Problem to work on:
Among the entries that follow, find every line with the word "directive" and copy it.

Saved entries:

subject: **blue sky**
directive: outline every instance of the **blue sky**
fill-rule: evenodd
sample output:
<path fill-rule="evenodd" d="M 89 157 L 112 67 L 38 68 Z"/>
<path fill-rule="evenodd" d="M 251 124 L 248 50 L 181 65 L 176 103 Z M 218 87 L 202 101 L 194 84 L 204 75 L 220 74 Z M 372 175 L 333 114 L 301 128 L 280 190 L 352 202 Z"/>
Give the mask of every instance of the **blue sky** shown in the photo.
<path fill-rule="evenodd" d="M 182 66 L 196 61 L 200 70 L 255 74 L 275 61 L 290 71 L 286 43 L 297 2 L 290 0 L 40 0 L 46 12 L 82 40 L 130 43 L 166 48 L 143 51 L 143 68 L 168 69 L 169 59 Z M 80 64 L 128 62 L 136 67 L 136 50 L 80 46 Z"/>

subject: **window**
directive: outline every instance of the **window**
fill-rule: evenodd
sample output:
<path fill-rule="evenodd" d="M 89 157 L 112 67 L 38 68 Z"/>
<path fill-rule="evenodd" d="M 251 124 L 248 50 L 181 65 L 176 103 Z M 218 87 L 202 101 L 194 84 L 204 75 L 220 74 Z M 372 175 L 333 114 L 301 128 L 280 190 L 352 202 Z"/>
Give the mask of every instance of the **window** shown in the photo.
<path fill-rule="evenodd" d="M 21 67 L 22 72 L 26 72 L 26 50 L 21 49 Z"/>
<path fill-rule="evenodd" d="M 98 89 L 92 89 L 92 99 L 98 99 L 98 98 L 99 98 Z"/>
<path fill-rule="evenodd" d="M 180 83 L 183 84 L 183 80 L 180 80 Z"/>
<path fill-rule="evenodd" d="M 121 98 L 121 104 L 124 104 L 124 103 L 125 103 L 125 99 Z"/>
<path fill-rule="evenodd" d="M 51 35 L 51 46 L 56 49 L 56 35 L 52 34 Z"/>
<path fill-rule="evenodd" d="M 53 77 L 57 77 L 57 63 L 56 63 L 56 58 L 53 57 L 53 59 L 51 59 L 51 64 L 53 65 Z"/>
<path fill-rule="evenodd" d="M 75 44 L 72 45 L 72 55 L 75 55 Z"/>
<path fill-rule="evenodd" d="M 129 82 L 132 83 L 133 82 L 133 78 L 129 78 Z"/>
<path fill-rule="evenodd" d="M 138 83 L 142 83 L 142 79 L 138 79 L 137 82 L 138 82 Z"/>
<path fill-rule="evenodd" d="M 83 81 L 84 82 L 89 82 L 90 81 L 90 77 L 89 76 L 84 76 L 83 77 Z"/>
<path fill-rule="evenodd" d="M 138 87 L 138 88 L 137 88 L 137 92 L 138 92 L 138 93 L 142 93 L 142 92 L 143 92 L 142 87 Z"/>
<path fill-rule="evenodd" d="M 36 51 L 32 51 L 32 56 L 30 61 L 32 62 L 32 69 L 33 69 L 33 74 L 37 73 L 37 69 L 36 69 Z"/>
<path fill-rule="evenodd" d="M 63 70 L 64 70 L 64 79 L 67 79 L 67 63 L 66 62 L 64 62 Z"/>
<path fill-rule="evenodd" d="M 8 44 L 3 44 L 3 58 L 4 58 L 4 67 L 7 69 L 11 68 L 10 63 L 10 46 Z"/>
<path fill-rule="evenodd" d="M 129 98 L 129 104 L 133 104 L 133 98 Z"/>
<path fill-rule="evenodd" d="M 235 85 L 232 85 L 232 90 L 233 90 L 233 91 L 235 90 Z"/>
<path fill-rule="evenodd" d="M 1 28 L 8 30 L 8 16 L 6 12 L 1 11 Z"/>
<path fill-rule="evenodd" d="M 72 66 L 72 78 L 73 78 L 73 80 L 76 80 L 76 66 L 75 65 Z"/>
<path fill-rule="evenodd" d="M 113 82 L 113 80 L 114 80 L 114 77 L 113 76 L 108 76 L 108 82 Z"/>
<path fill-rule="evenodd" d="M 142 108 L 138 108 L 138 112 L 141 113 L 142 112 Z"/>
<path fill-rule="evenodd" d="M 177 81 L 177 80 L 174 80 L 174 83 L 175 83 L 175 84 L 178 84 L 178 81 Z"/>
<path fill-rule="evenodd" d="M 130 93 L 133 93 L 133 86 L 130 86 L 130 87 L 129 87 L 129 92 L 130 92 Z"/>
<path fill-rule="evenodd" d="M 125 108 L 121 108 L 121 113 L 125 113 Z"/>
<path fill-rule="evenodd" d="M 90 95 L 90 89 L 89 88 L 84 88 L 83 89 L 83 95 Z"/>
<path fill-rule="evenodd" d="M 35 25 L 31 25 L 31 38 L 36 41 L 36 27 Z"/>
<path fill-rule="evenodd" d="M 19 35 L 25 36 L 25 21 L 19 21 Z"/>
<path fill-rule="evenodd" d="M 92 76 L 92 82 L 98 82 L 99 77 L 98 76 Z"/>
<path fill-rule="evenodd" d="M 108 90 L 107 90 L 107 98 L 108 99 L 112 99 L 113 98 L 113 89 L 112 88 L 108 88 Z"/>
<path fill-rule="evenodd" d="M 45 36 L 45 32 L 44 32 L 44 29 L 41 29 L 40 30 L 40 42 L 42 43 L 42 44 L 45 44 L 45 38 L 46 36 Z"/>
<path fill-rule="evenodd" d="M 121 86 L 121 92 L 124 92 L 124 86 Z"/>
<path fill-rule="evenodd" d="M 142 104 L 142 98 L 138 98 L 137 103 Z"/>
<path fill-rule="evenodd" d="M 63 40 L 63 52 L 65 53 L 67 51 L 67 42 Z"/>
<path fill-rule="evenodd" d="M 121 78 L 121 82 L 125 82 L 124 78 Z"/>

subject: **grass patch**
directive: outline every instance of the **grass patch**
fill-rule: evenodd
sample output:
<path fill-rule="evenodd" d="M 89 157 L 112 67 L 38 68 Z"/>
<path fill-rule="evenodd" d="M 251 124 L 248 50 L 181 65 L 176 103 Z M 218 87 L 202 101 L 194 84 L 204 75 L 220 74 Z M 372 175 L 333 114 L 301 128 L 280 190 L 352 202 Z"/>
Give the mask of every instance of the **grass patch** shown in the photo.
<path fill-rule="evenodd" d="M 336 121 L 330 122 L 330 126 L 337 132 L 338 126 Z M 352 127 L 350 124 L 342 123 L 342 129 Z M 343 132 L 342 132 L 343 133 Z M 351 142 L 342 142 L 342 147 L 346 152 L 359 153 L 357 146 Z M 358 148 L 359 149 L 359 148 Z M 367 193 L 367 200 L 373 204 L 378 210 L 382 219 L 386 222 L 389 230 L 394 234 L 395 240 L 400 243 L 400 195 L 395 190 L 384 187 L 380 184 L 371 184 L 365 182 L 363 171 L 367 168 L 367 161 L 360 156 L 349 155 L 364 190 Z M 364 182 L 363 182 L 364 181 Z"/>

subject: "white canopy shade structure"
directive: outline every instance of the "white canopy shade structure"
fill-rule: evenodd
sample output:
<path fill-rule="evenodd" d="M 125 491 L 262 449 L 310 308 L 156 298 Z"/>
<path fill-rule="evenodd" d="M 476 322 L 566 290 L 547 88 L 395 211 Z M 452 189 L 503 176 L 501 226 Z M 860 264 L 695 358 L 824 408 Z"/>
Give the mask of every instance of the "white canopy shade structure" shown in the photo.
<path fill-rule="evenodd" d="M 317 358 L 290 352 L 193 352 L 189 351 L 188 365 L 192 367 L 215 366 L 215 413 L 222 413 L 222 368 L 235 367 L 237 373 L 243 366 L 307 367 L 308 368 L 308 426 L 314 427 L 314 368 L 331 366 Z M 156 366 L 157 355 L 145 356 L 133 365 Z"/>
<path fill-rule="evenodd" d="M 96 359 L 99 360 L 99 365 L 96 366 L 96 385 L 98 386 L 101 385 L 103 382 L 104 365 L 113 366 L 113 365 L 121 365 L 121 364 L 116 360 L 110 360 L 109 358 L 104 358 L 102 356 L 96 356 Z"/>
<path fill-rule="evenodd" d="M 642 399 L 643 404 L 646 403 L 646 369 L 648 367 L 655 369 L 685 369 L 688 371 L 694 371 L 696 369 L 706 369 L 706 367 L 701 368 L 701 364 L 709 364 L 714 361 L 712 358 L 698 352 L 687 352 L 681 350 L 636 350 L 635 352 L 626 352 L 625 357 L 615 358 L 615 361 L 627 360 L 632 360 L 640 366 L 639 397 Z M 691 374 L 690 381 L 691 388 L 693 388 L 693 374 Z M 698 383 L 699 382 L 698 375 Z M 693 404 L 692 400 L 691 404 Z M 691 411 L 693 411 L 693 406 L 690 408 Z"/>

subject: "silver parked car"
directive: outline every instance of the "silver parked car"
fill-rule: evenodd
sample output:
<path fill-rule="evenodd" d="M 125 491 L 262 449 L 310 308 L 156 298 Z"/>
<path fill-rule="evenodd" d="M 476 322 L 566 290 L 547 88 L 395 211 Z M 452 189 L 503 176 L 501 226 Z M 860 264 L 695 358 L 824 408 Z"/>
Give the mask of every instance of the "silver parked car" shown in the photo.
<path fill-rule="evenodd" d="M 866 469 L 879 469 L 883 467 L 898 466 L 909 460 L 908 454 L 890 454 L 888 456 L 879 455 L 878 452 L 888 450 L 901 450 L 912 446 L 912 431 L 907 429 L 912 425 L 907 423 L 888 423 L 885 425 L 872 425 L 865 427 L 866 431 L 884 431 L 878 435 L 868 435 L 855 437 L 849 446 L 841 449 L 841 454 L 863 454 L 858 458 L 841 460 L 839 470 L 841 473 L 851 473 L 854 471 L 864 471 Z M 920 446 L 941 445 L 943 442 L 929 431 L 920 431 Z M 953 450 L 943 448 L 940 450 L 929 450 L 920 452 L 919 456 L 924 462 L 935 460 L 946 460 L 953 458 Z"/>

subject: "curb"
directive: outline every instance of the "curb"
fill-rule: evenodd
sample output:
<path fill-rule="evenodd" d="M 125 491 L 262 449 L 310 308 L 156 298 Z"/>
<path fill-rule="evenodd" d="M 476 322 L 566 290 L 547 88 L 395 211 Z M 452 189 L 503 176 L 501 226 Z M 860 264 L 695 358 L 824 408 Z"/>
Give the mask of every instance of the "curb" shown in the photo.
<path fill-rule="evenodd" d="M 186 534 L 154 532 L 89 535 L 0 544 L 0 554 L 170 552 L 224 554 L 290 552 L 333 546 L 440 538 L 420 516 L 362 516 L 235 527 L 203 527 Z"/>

Result below:
directive: outline every instance of the **blue sky**
directive: outline every instance of the **window**
directive: outline every instance of the **grass patch**
directive: outline every instance of the "white canopy shade structure"
directive: outline every instance of the "silver parked car"
directive: outline every instance of the "curb"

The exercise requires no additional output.